### WHAT THE EXERCISE ASKS
The data should be transcribed in its entirety, word for word.

### INFORMATION
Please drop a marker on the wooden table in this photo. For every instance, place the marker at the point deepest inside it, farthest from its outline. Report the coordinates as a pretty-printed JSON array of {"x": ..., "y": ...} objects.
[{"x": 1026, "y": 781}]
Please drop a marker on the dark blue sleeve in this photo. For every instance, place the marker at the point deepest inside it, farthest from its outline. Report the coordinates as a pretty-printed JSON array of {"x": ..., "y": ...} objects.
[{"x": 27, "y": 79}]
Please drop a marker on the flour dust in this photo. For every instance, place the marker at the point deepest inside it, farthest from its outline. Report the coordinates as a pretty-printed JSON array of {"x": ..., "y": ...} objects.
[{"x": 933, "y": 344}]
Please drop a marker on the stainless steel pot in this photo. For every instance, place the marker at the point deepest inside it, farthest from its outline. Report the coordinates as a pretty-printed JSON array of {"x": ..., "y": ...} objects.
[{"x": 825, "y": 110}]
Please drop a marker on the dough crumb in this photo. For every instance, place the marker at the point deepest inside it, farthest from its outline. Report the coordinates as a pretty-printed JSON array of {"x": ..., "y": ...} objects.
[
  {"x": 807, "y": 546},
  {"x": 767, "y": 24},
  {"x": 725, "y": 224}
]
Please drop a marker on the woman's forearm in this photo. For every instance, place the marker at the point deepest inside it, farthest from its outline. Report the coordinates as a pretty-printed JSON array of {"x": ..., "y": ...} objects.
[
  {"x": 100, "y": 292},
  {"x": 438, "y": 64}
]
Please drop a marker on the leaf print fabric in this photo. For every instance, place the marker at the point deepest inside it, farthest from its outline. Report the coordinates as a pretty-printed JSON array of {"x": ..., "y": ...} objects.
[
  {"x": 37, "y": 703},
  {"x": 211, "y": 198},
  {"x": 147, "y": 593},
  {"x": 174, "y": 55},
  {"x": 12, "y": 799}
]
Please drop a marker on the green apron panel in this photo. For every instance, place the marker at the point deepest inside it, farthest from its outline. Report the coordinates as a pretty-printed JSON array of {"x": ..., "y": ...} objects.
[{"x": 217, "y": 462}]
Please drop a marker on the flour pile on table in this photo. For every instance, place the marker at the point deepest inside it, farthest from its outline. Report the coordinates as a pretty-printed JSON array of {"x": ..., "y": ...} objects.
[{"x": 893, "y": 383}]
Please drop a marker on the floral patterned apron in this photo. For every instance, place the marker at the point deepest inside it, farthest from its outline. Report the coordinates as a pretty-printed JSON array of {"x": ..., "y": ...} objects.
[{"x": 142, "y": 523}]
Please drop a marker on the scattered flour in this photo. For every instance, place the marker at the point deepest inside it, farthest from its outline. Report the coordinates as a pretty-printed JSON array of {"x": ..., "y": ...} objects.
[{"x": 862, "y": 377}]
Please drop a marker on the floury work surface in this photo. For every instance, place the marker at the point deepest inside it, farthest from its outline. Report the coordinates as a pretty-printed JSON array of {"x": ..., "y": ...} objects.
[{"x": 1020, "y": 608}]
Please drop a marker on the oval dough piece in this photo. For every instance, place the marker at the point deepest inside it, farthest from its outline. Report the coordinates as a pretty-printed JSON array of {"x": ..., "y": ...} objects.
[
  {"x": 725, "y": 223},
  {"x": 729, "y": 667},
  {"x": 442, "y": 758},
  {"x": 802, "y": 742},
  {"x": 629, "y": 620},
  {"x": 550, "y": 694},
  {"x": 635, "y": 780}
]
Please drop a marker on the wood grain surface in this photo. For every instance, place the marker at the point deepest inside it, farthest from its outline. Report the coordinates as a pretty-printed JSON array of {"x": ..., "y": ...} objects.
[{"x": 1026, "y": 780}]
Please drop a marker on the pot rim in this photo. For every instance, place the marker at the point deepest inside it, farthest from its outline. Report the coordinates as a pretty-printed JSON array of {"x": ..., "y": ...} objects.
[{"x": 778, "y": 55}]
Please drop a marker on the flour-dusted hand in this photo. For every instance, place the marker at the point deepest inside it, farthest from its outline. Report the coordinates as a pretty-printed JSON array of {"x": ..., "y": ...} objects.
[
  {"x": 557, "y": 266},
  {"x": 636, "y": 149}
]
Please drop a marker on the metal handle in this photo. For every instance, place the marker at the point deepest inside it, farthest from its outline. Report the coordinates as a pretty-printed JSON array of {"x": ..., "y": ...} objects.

### TASK SOLUTION
Please drop a marker on the wooden table in this photo. For every instance, place the marker at the point deepest inside it, farthest from its outline. Report the coordinates as a pretty-printed JSON array of {"x": ..., "y": ...} objects.
[{"x": 1026, "y": 781}]
Please drop a marker on the dark blue sleeve in this photo. For every instance, place the marker at the point deepest inside it, farthest from its outline. Report the coordinates as a pretty-printed JSON array of {"x": ..., "y": ...} objects.
[{"x": 27, "y": 79}]
Please drop a marker on the flour dust in this photo. For every instance, place the marker at the point deepest inside it, farthest from its outline. Report the coordinates as a pretty-printed JSON array of {"x": ..., "y": ...} objects.
[{"x": 933, "y": 344}]
Please drop a marker on the stainless steel pot in this photo. For every instance, place the marker at the point deepest inside it, farthest from its outline. Report the coordinates as a pretty-printed JSON array of {"x": ..., "y": ...} objects.
[{"x": 825, "y": 110}]
Please drop a marker on the dough crumb in this photo. For every instance, place the marker at the point deepest inside it, farthest from its outline. Report the coordinates as a pretty-printed JSON array of {"x": ..., "y": ...} objects.
[
  {"x": 807, "y": 546},
  {"x": 767, "y": 24},
  {"x": 725, "y": 224}
]
Please drop a marker on the woman's forearm in this photo. For every instance, place the marker at the point deepest inside it, farthest from its outline. Report the coordinates as a pretty-printed JSON array of {"x": ..., "y": ...} objects.
[
  {"x": 100, "y": 292},
  {"x": 438, "y": 64}
]
Please drop a marker on the leaf print fabric in this photo. For every instance, place the marker at the point deepest inside it, farthest from its outline. Report the coordinates as a pretty-printed JSON array of {"x": ..., "y": ...} objects.
[
  {"x": 37, "y": 703},
  {"x": 211, "y": 198},
  {"x": 147, "y": 593},
  {"x": 174, "y": 55},
  {"x": 12, "y": 799}
]
Please drop a marker on the green apron panel in this photo. For every instance, place the marker at the point deepest inside it, farthest from its outline. Report the coordinates as a pretty-printed JSON array of {"x": ..., "y": ...} objects.
[{"x": 217, "y": 462}]
Please drop a marker on the flour pile on table in this photo. For every instance, place the marker at the point deepest inside it, farthest from its outline. Report the coordinates as a pretty-printed JSON array of {"x": ..., "y": ...} objects.
[{"x": 893, "y": 383}]
Please drop a marker on the floral patterned apron in this photo. For every instance, place the marker at the point deepest inside it, farthest from its outline. Report the coordinates as a pretty-printed JSON array of {"x": ..., "y": ...} objects.
[{"x": 142, "y": 523}]
Please drop a marker on the scattered flour in this photo. For every instance, place the marker at the point deepest inside it, farthest from its outline. Report the coordinates as a pretty-printed JSON array of {"x": ..., "y": ...} objects.
[{"x": 862, "y": 377}]
Please drop a marker on the floury work surface in this photo. For every instance, place the marker at the point deepest inside it, farthest from its outline. Report the coordinates as a pretty-printed JSON array of {"x": ..., "y": ...} objects.
[{"x": 1020, "y": 608}]
Please drop a marker on the oval dough piece in this photo. For every instance, place the marker at the point deepest inside it, farthest from its outline. Report the coordinates as a pretty-printed JSON array of {"x": ..., "y": ...} objects.
[
  {"x": 725, "y": 223},
  {"x": 729, "y": 667},
  {"x": 442, "y": 758},
  {"x": 802, "y": 742},
  {"x": 629, "y": 620},
  {"x": 550, "y": 694},
  {"x": 635, "y": 780}
]
Please drop a marker on the wood grain surface in this photo. For every instance, place the marker at the point deepest inside it, farthest from its outline. Report the coordinates as a pretty-printed JSON array of {"x": ..., "y": ...} objects.
[{"x": 1026, "y": 780}]
Please drop a marker on the pot rim in this photo. For every instance, place the marker at the point deepest inside it, farthest from its outline. Report the coordinates as a pretty-printed JSON array of {"x": ..., "y": ...} objects.
[{"x": 778, "y": 55}]
Please drop a marker on the flour-dusted hand in this photo. For every instance, place the marker at the point deepest inside it, farthest from its outline. Report the coordinates as a pretty-printed JSON array of {"x": ..., "y": ...} objects.
[
  {"x": 557, "y": 266},
  {"x": 636, "y": 149}
]
Please drop a marker on the metal handle in this photo. For every instance, place the marker at the point deepest inside it, farthest from its outline. Report the coordinates as a pretty-printed JSON array of {"x": ..., "y": ...} objects.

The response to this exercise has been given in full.